Dataset entries
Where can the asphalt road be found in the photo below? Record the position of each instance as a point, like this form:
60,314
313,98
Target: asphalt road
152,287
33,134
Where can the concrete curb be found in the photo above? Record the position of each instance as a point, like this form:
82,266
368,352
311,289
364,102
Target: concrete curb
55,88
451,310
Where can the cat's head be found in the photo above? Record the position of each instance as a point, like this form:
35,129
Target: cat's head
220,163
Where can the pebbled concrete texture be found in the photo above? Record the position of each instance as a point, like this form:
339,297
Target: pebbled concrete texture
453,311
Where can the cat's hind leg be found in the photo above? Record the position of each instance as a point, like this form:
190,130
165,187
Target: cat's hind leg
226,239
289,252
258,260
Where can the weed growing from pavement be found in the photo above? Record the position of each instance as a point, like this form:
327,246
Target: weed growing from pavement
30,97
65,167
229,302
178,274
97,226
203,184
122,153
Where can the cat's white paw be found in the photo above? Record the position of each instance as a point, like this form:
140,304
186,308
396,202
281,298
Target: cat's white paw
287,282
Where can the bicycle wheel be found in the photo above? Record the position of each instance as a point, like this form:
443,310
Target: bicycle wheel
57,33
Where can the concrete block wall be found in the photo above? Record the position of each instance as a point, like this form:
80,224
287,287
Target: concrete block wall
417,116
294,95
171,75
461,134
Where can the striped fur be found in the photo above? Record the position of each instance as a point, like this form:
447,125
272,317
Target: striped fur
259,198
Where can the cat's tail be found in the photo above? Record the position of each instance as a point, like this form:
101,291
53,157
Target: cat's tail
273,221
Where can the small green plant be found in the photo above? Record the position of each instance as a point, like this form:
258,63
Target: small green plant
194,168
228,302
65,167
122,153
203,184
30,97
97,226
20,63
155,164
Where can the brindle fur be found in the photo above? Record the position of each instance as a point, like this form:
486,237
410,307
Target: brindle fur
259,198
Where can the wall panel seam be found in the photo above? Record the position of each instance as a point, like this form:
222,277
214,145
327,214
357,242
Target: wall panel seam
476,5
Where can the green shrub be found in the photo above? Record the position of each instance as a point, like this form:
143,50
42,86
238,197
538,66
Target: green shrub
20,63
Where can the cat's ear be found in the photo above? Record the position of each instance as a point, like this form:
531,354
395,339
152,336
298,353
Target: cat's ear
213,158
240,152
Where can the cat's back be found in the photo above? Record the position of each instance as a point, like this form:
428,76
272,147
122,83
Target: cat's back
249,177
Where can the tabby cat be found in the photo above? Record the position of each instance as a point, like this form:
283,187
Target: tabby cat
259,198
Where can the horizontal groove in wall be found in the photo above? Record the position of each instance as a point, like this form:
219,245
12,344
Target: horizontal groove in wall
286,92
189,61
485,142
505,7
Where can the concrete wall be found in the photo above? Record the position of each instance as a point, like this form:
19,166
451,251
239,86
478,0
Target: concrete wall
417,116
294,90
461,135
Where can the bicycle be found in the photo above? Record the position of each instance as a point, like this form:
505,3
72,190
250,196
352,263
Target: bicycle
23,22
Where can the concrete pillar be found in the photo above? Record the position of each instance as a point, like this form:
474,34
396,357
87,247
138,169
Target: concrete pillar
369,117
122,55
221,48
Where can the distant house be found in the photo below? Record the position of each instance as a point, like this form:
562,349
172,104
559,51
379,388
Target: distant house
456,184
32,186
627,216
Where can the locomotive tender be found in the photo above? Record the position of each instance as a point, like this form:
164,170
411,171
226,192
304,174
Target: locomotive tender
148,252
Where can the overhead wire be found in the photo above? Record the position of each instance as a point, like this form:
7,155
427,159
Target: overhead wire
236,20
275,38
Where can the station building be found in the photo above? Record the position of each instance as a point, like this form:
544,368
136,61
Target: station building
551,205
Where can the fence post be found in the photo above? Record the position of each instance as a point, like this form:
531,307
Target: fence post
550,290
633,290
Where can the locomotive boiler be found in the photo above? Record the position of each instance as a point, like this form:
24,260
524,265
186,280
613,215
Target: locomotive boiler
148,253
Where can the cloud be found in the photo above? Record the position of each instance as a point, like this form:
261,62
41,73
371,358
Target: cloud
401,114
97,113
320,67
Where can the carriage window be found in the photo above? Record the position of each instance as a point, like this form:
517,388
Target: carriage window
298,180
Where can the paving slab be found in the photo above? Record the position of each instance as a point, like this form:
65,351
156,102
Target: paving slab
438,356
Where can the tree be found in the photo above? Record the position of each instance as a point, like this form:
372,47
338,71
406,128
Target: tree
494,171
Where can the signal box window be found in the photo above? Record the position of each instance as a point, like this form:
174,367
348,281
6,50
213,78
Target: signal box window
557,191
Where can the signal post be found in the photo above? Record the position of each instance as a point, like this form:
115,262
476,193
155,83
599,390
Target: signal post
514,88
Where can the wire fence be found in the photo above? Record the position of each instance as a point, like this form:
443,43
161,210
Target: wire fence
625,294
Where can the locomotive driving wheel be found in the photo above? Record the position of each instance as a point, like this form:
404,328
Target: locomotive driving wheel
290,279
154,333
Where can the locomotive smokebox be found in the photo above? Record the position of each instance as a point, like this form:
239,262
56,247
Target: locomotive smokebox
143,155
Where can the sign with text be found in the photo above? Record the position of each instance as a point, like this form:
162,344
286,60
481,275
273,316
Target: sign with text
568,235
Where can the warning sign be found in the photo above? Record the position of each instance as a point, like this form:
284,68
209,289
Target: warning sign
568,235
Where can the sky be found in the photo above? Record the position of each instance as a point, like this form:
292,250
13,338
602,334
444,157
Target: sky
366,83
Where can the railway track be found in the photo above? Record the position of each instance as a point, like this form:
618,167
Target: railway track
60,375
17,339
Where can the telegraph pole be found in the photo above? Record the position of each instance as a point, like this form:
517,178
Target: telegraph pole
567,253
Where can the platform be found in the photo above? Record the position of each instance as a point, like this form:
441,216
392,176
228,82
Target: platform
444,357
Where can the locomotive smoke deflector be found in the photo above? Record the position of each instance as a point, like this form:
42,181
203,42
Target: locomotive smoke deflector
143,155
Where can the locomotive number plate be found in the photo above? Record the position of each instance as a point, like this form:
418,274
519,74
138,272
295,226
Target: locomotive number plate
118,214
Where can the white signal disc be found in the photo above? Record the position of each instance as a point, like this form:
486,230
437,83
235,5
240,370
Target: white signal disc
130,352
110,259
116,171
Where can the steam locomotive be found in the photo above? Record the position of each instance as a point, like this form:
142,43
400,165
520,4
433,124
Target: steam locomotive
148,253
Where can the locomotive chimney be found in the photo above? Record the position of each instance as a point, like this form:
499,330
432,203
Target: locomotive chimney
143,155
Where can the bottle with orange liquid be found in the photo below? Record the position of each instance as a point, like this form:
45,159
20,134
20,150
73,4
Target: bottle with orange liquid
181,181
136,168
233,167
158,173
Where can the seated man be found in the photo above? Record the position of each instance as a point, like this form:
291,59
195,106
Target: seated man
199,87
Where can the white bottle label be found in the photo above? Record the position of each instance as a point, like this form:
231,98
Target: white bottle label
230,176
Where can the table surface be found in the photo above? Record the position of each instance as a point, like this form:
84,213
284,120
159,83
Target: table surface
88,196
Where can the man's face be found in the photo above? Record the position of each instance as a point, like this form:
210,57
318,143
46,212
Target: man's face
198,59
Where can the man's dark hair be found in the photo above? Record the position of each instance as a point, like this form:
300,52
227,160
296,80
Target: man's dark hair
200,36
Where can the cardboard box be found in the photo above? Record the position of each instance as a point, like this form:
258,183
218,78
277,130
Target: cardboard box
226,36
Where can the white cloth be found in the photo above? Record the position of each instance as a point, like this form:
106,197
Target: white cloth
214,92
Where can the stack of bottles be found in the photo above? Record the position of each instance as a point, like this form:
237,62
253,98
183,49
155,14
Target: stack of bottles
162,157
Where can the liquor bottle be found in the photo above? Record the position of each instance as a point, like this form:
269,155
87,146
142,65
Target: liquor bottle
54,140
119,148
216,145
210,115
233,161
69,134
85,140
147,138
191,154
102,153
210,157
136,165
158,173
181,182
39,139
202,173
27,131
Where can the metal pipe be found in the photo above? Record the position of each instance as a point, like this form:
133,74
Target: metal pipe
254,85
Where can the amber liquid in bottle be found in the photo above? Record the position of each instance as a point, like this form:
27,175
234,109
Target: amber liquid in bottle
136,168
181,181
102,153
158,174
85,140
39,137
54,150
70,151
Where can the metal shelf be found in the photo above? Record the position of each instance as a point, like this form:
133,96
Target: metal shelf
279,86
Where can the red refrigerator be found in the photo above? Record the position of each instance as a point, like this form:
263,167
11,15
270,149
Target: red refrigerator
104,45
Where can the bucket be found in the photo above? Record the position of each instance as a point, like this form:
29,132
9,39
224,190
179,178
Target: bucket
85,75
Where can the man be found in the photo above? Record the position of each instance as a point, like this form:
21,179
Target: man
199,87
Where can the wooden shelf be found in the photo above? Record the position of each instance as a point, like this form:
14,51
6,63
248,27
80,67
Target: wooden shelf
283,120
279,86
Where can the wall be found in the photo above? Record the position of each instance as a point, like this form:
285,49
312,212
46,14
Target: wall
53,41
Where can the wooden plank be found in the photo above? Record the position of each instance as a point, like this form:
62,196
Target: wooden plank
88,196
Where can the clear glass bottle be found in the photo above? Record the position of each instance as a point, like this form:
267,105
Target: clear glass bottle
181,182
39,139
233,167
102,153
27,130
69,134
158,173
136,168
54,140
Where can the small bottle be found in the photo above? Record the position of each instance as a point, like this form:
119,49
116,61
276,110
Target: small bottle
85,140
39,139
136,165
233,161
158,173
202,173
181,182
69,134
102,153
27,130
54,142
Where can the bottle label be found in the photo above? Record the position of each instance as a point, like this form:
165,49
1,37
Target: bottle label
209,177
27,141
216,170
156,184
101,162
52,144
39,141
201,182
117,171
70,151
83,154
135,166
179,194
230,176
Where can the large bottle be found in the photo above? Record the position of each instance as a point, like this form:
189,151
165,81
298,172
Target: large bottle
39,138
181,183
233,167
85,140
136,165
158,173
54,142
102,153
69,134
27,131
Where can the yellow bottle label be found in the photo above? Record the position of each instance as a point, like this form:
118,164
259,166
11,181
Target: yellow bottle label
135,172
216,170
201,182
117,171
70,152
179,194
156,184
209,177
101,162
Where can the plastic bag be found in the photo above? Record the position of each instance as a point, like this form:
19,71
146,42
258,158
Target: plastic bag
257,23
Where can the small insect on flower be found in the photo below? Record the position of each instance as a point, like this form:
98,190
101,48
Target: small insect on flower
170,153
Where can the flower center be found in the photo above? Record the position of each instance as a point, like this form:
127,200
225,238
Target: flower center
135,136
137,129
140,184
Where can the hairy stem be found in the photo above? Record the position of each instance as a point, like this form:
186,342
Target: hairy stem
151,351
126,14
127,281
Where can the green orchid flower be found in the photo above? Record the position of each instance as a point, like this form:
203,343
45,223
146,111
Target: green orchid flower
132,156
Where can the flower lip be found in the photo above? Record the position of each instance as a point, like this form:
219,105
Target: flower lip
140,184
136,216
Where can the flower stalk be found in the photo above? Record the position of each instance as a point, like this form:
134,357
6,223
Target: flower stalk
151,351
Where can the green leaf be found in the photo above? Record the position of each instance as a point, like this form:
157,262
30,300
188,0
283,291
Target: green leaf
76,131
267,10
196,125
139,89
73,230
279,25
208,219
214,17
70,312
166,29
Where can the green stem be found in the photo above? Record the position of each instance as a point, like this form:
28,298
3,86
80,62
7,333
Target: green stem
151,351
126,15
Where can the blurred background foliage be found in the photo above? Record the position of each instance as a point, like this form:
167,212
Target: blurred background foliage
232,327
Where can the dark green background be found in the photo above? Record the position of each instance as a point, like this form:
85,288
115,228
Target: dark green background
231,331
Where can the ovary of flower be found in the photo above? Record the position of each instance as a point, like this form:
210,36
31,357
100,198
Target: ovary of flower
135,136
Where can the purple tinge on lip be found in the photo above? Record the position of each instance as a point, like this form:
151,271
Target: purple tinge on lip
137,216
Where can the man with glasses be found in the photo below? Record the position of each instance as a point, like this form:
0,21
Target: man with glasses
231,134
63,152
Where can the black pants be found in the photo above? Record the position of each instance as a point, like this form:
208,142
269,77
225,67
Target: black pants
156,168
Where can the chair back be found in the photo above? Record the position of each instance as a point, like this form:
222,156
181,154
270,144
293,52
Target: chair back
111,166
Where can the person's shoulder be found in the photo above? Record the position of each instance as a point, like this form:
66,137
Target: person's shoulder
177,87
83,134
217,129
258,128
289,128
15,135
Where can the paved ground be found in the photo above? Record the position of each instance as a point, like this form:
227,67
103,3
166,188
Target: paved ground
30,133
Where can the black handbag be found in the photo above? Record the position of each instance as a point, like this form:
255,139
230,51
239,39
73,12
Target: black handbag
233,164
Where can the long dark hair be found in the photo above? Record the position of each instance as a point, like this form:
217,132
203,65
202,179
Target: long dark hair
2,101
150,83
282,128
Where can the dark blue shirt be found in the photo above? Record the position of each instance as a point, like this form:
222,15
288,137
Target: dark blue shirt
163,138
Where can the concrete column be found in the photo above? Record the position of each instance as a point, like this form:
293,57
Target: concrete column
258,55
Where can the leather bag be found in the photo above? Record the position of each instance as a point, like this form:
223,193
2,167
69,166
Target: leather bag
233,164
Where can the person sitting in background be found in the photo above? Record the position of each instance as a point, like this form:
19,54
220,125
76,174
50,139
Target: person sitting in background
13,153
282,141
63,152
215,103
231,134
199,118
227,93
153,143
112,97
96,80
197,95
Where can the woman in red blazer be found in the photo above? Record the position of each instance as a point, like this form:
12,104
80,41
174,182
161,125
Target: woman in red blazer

Work to be completed:
Each line above that has the word "woman" must be copied.

Answer to the exercise:
Where can the woman in red blazer be found in the photo above? Record the position of each instance as a point, like this form:
Target: woman in red blazer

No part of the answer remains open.